What is needed is the run of lines from the one with "of the flame." through the close of the data, set down exactly.

---------- Data shown

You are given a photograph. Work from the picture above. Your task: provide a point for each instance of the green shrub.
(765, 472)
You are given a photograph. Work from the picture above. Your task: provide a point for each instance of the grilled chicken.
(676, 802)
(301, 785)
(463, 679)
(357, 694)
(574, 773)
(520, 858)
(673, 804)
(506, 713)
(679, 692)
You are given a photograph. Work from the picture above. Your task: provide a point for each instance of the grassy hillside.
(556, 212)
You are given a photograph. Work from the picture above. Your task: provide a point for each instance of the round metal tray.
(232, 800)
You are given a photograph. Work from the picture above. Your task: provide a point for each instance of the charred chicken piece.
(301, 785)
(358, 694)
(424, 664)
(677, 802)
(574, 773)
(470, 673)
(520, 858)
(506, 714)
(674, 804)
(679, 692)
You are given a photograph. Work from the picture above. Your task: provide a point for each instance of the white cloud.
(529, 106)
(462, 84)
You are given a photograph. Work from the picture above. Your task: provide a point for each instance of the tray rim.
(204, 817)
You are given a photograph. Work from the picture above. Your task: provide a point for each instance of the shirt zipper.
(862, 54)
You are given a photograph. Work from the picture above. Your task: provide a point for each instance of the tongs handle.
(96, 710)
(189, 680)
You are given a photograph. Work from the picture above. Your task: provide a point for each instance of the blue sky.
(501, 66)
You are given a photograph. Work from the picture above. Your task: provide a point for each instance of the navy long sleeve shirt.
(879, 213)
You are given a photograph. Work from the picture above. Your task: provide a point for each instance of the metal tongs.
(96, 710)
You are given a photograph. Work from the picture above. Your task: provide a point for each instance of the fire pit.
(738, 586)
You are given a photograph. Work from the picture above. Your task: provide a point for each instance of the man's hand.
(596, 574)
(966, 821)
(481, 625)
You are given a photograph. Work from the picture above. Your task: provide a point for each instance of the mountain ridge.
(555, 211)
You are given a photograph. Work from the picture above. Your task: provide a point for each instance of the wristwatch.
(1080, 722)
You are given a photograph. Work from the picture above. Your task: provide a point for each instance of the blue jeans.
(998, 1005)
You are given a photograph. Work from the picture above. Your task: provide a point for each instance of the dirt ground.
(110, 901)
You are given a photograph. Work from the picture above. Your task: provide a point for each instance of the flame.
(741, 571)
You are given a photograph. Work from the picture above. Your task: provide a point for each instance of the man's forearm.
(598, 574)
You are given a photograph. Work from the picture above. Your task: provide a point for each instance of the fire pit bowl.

--------------------

▶ Reply:
You are given a photograph. Work from the picture above. Your task: provide a point for each instance of the flame.
(741, 571)
You are given a photograph. Work from the picture above. Your task: provide a point for each instance of the man's forearm.
(598, 574)
You are given a photograph. Work from the picture above. Your task: provide a point for each instance of the fire pit bowl.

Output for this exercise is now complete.